• [ASSIGNED TASK]:
Transcribe, exactly as they appear, only the lines from the one holding "[indicate] the yellow" through the end of the entries below.

[Natural-language object grounding data]

◇ ◇ ◇ ◇

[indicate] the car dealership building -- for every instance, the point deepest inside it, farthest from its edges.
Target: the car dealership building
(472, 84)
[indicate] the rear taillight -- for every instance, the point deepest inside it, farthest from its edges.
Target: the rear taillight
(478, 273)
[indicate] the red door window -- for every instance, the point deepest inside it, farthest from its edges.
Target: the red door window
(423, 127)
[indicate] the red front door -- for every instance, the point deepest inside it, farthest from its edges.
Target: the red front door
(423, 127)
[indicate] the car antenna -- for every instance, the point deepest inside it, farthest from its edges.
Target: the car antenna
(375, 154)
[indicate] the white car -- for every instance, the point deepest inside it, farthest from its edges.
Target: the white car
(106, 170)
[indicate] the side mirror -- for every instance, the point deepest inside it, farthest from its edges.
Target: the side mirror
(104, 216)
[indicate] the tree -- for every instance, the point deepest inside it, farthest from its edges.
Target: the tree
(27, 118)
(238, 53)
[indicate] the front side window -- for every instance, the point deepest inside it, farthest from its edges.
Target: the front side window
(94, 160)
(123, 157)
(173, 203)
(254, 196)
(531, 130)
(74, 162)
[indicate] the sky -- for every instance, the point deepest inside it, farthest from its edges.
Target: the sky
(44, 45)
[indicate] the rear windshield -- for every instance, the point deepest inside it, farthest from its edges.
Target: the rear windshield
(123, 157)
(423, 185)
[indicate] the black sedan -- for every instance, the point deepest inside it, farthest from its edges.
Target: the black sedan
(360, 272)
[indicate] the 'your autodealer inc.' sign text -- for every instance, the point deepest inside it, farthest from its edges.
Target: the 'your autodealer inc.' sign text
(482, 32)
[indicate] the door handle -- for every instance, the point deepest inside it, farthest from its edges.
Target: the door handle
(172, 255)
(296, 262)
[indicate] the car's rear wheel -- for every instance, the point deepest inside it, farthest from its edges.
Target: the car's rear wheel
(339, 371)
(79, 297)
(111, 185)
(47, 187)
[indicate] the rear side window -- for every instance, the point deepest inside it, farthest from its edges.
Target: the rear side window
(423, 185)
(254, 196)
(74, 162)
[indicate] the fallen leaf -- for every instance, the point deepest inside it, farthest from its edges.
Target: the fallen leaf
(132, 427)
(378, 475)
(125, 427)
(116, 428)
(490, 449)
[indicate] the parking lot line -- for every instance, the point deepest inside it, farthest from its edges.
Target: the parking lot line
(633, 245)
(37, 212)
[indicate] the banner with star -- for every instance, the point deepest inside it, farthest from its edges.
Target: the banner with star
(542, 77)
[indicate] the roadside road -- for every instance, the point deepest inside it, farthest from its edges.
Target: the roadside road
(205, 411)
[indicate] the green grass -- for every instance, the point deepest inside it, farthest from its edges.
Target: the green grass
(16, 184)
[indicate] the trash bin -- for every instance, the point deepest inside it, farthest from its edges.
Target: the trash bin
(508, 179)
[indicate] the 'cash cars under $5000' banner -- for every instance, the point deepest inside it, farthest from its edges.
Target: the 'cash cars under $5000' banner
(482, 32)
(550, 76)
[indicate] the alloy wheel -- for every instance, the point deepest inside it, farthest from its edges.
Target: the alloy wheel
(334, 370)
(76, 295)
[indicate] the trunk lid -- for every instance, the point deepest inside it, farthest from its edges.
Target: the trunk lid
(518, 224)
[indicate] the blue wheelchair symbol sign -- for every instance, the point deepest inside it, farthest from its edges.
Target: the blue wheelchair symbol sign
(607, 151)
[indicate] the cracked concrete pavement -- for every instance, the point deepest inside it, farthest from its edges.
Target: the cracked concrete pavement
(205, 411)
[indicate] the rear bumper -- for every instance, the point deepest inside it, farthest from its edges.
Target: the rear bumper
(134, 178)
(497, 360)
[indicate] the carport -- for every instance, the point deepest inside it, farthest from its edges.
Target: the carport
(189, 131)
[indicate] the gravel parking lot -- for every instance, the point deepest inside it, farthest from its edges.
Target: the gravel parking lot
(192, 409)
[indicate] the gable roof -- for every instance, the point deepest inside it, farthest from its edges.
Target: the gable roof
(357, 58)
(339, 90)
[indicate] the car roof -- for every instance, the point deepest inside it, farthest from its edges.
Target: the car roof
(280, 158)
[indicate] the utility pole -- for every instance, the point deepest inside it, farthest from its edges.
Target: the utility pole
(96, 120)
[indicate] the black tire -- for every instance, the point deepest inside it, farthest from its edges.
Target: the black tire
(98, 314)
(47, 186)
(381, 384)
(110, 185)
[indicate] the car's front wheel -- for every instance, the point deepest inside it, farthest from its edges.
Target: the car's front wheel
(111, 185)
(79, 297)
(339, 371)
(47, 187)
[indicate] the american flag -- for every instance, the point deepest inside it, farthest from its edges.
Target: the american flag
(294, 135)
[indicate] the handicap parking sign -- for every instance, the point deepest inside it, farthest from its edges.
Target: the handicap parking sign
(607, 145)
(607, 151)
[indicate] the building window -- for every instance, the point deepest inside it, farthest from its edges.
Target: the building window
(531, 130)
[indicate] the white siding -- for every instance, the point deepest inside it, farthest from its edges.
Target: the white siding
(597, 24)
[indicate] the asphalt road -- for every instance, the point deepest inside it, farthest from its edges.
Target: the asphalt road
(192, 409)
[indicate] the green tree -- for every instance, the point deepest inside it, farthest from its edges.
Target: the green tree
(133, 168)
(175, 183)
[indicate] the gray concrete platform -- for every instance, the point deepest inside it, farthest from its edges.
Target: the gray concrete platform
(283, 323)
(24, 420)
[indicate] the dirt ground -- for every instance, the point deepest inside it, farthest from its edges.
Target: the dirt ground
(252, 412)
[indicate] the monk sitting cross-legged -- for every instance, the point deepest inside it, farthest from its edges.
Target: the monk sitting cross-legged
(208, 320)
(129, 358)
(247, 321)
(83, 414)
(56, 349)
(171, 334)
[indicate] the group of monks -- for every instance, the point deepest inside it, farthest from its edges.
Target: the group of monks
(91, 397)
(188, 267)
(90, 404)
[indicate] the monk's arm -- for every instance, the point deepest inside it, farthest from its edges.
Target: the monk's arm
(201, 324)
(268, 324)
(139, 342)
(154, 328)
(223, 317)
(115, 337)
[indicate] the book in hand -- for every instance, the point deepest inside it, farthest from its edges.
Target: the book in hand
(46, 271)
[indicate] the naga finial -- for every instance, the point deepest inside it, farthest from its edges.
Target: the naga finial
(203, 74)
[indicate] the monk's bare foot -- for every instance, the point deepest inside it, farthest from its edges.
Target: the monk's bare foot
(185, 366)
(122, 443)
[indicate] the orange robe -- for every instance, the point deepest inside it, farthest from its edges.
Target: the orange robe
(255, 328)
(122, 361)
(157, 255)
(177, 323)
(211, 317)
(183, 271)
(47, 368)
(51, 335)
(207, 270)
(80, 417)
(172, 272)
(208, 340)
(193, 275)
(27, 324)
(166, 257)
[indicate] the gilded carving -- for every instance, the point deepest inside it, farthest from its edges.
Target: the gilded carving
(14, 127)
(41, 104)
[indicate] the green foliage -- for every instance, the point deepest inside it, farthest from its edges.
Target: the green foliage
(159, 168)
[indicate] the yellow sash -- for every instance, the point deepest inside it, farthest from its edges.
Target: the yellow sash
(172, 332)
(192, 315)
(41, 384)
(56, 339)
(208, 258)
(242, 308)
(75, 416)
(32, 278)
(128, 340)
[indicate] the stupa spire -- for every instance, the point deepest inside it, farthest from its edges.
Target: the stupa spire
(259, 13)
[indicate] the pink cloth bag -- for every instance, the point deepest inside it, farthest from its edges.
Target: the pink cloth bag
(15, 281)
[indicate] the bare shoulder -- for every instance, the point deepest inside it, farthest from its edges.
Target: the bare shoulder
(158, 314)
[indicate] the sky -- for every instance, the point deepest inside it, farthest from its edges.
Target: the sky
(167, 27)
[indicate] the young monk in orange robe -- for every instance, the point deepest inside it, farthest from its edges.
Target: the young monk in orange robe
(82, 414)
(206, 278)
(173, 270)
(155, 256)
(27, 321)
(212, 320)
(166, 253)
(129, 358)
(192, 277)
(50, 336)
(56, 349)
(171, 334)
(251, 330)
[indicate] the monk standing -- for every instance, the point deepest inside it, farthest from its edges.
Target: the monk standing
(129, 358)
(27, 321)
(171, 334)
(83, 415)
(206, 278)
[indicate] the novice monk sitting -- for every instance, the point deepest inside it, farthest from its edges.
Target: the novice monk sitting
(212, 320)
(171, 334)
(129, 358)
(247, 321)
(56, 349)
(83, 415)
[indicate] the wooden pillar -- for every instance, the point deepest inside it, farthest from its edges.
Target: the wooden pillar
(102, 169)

◇ ◇ ◇ ◇

• [FINAL ANSWER]:
[indicate] the yellow sash -- for every instance, the point deepest inside it, farthest from its edges.
Target: the yellow sash
(172, 332)
(192, 315)
(41, 384)
(56, 339)
(208, 258)
(242, 308)
(75, 416)
(32, 278)
(128, 340)
[indicate] the stupa spire -- for every instance, the point deepest inside it, farthest from its edges.
Target: the stupa spire
(259, 13)
[indicate] the pink cloth bag -- for every instance, the point deepest inside it, farthest from its edges.
Target: the pink cloth bag
(15, 281)
[indicate] the bare shoulder -- for every instance, the point deepest inside it, farthest from its edges.
Target: the bare shoulder
(158, 314)
[indicate] the sky -- for every instance, the point deepest inside it, farthest from its edges.
Target: the sky
(167, 27)
[indicate] the young monk in orange robe -- for every instance, the point deepest inside it, farthest from its edges.
Target: the young monk in orange robe
(82, 414)
(206, 278)
(173, 270)
(155, 256)
(27, 321)
(212, 320)
(166, 253)
(129, 358)
(192, 277)
(50, 336)
(56, 349)
(171, 334)
(251, 330)
[indicate] the monk standing -- for every instance, the point deepest inside it, farthest from its edges.
Target: the monk standing
(129, 358)
(27, 321)
(171, 334)
(83, 415)
(206, 278)
[indicate] the novice monk sitting -- for every instance, the point deepest inside it, farthest from its edges.
Target: the novice monk sitting
(212, 320)
(171, 334)
(129, 358)
(247, 321)
(56, 349)
(83, 415)
[indicate] the wooden pillar -- for every instance, the point deepest inside it, farthest from its edges.
Target: the wooden pillar
(102, 169)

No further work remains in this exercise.